▶ PROBLEM TO SOLVE
Please make an exact transcription of the records, keeping the pictures out of it.

▶ DATA RECORDS
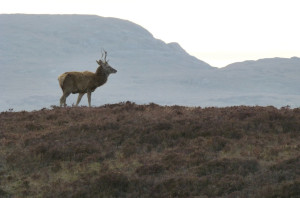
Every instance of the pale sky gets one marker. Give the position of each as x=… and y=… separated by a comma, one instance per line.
x=218, y=32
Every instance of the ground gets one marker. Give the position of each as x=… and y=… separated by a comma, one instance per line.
x=130, y=150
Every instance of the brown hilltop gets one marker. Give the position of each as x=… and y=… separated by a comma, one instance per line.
x=129, y=150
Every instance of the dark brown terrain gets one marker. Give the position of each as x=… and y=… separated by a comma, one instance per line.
x=129, y=150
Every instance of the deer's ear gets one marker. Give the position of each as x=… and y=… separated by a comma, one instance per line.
x=99, y=62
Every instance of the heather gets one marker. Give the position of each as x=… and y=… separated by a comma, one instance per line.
x=130, y=150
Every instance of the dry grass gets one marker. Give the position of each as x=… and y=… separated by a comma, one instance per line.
x=129, y=150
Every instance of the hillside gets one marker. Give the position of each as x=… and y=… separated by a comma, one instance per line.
x=35, y=49
x=129, y=150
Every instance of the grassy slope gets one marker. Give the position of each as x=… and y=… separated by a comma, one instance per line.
x=129, y=150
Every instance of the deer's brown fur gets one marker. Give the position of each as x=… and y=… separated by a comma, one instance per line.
x=84, y=82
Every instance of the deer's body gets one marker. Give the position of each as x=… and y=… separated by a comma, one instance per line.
x=84, y=82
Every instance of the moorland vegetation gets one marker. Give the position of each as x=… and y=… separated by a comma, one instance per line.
x=130, y=150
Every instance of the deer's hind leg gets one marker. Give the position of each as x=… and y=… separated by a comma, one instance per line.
x=79, y=98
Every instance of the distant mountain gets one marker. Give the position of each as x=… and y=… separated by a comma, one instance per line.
x=35, y=49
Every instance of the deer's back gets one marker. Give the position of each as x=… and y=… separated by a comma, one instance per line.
x=76, y=82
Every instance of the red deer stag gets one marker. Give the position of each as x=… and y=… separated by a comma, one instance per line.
x=84, y=82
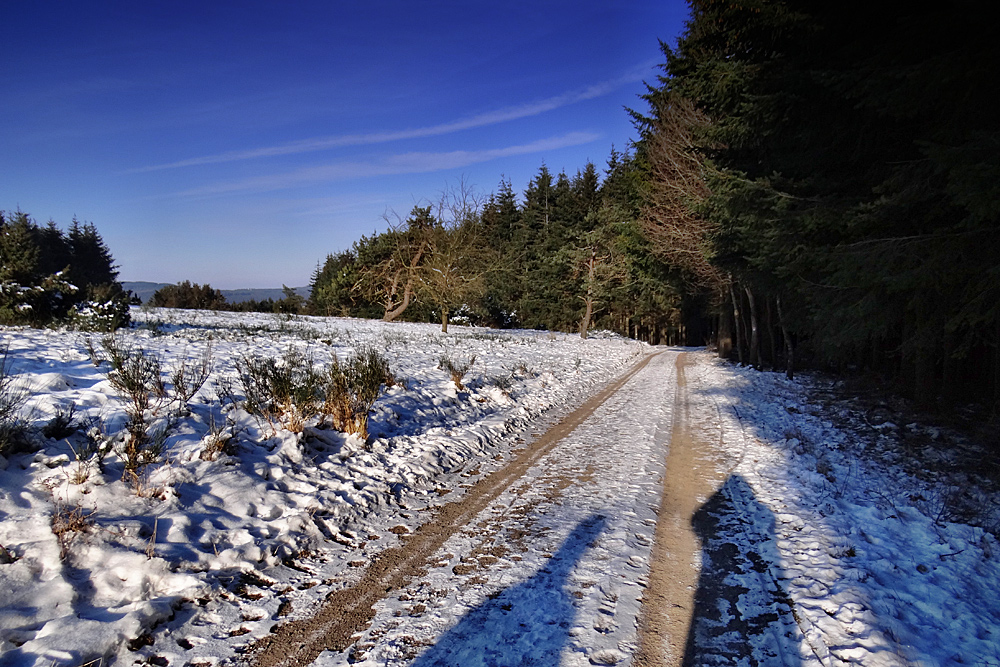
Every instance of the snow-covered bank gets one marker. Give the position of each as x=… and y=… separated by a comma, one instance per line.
x=209, y=553
x=870, y=555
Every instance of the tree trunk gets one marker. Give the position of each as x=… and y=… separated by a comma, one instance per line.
x=393, y=313
x=772, y=339
x=754, y=333
x=736, y=322
x=724, y=340
x=789, y=351
x=588, y=313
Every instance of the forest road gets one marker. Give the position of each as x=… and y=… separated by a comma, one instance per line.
x=579, y=551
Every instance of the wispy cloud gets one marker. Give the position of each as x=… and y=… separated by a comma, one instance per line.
x=480, y=120
x=403, y=163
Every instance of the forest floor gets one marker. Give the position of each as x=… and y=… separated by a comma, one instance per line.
x=607, y=503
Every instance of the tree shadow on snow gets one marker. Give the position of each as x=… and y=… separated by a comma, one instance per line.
x=742, y=614
x=525, y=625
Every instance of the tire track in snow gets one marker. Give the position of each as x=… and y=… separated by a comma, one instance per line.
x=348, y=612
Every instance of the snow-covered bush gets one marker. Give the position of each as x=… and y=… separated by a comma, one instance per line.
x=291, y=390
x=12, y=397
x=353, y=387
x=457, y=368
x=107, y=310
x=284, y=391
x=136, y=376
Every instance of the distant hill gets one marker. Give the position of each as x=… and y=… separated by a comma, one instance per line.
x=145, y=290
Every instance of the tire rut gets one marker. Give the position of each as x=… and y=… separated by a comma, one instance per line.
x=348, y=611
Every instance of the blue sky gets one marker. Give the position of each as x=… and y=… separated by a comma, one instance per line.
x=238, y=144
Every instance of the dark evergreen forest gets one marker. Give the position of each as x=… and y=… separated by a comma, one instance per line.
x=48, y=275
x=811, y=182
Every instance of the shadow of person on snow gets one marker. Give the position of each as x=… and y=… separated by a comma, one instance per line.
x=742, y=614
x=527, y=624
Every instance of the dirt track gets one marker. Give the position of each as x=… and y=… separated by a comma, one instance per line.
x=348, y=612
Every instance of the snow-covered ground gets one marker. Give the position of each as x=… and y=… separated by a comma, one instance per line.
x=824, y=546
x=210, y=552
x=864, y=550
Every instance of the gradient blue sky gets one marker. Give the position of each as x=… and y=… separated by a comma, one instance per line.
x=237, y=144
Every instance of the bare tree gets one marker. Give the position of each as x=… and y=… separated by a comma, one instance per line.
x=677, y=186
x=601, y=265
x=390, y=275
x=458, y=258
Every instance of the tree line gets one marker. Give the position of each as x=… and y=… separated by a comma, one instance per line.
x=827, y=175
x=49, y=275
x=567, y=256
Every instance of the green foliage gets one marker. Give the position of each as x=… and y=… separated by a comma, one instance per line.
x=353, y=387
x=48, y=276
x=291, y=390
x=851, y=160
x=457, y=368
x=188, y=295
x=13, y=435
x=137, y=378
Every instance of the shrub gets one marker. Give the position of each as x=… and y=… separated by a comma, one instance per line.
x=106, y=309
x=290, y=390
x=286, y=391
x=13, y=433
x=353, y=387
x=61, y=425
x=66, y=522
x=188, y=379
x=456, y=368
x=136, y=377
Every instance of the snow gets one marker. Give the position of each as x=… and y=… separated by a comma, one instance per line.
x=205, y=550
x=843, y=553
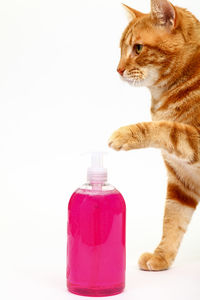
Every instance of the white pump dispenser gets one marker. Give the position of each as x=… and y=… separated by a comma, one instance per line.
x=97, y=174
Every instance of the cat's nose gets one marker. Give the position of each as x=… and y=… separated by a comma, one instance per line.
x=120, y=71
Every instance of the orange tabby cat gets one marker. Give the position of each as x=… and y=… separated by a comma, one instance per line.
x=161, y=51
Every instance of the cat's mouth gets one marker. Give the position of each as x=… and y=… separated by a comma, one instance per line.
x=137, y=77
x=134, y=76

▶ TASK SOLUTION
Every instance of the pale sky gets one marker. Give the position of each as x=… and y=… separated by a comma, one instance per line.
x=218, y=32
Every instance of the ground gets one marker. Give the position of each as x=… and y=… separated by a comma, one instance per line.
x=130, y=150
Every instance of the brown hilltop gets one marker. Give the position of each as x=… and y=… separated by a comma, one instance per line.
x=129, y=150
Every instance of the dark brown terrain gets one marker. Give the position of each as x=… and y=… separated by a comma, one instance per line.
x=129, y=150
Every instance of the deer's ear gets one marker. Give the position of each as x=… and y=… separated by a comma, one instance per line.
x=99, y=62
Every instance of the heather gets one marker. Give the position of each as x=… and y=… separated by a comma, one instance per line.
x=130, y=150
Every instance of the dry grass gets one marker. Give the position of each as x=… and y=… separated by a comma, one instance per line.
x=129, y=150
Every instance of the hillside gets one marker. Give the position of each as x=… and y=… separated by a comma, one instance per line.
x=35, y=49
x=129, y=150
Every instance of the grassy slope gets one marker. Give the position of each as x=… and y=… separated by a comma, one instance per line.
x=129, y=150
Every instance of the deer's brown fur gets one marker. Give the position of each as x=… and y=… separated by a comma, one instance per line.
x=84, y=82
Every instance of the deer's body gets one marker. Give the position of each as x=… and y=… separated by a comma, one instance per line.
x=84, y=82
Every instance of the moorland vegetation gets one marker. Give the position of each as x=… and y=… separated by a comma, one instance per line.
x=130, y=150
Every instance of the deer's hind leg gets one marker. Give the position of each as x=… and y=… separated by a comma, one instance per line.
x=79, y=98
Every instance of the distant mountain gets one marker. Give the position of each as x=… and y=… separated by a comma, one instance per line.
x=35, y=49
Every instance of the deer's back gets one marker. Give the position of each as x=… and y=… separated by a comma, one instance per line.
x=76, y=82
Every instance of the red deer stag gets one marker. Give the position of each as x=… and y=… separated by a comma, one instance per line.
x=84, y=82
Every instance of the snow-covered bank gets one marker. Give the position of each as x=… and y=… separated by a comma, one instance per line.
x=209, y=553
x=870, y=555
Every instance of the tree trunk gets one marker. Give the position of each as x=… and y=… separated by a comma, one instance per line.
x=393, y=313
x=772, y=339
x=754, y=333
x=736, y=322
x=724, y=340
x=789, y=351
x=588, y=313
Every instance of the forest road gets one marker. Give the position of each as x=… and y=… separated by a comma, one instance per line.
x=579, y=551
Every instance of the wispy cloud gets one marker. Give the position of each as x=… and y=… separated by a comma, one instance per line.
x=480, y=120
x=403, y=163
Every instance of the forest floor gets one marker. Give the position of each as x=… and y=… separated by a comma, one instance per line.
x=607, y=503
Every instance of the tree shadow on snow gets one marker. Give the position of each as x=… and y=… separated by a comma, one instance per line.
x=742, y=614
x=525, y=625
Every instance of the tire track in snow gets one marker. Give the position of each as x=… and y=… separated by a comma, one instance per line.
x=348, y=612
Every instance of the snow-covered bush gets one marker. Give the position of each as x=… and y=… separated by a comma, one instance per line.
x=291, y=390
x=12, y=397
x=353, y=387
x=457, y=368
x=107, y=310
x=284, y=391
x=136, y=376
Every instance of the distant hill gets one marker. Give the position of each as x=… and y=… separated by a comma, one instance per line.
x=145, y=290
Every instance of the tire rut gets one marker. Give the position of each as x=… and y=… separated by a comma, one instance per line.
x=348, y=611
Every instance of the blue sky gets one marker. Give the position of each as x=… and y=… separated by a comma, one instance per line.
x=238, y=144
Every instance of the dark evergreen forest gets one marker. Give the position of each as x=… and y=… separated by a comma, one instance per line.
x=48, y=275
x=811, y=182
Every instance of the shadow of person on snow gets one marker. Give the position of each as x=… and y=… separated by a comma, one instance per line.
x=742, y=614
x=527, y=624
Every instance of the dirt track gets one marker. Give the position of each as x=… and y=… separated by a comma, one instance per line.
x=348, y=612
Every instance of the snow-covered ground gets one marker. Give the position of each as x=… and y=… separated by a comma, one instance per line.
x=824, y=546
x=210, y=552
x=864, y=550
Every instance of the gradient blue sky gets one marker. Give the position of each as x=… and y=… separated by a comma, one instance per line.
x=237, y=144
Every instance of the bare tree gets one marker. Give the position of each as x=… and y=… separated by a comma, one instance per line.
x=677, y=186
x=601, y=265
x=390, y=275
x=458, y=258
Every instance of the tree line gets one marker. Give the position of each as x=… and y=… separated by a comma, one instance per line.
x=827, y=175
x=49, y=275
x=567, y=256
Every instance of the green foliage gets one marker. Give the position of each as x=… and y=… separated by a comma, one instance per line.
x=353, y=387
x=48, y=276
x=291, y=390
x=851, y=160
x=457, y=368
x=188, y=295
x=13, y=435
x=137, y=378
Every instance of the shrub gets one marker. Give the position of each as x=… and y=… separated by a comma, one instance per line.
x=106, y=309
x=290, y=390
x=286, y=391
x=13, y=433
x=353, y=387
x=61, y=425
x=66, y=522
x=188, y=379
x=456, y=368
x=136, y=377
Every instance of the snow gets one marker. Give the position of each as x=… and y=… separated by a comma, one instance per line.
x=205, y=550
x=843, y=553
Every instance of the white pump dispenser gets one marker. Give the position of each as x=… and y=… separated by a comma, one instance per line.
x=97, y=174
Every instance of the cat's nose gets one marker. Give the position of each as x=… and y=… separated by a comma, one instance per line.
x=120, y=71
Every instance of the orange tabby cat gets one marker. Give the position of each as x=… and y=… separated by a comma, one instance per line.
x=161, y=51
Every instance of the cat's mouth gets one marker. Give the position of each as x=… and y=… separated by a comma, one instance per line.
x=137, y=77
x=134, y=76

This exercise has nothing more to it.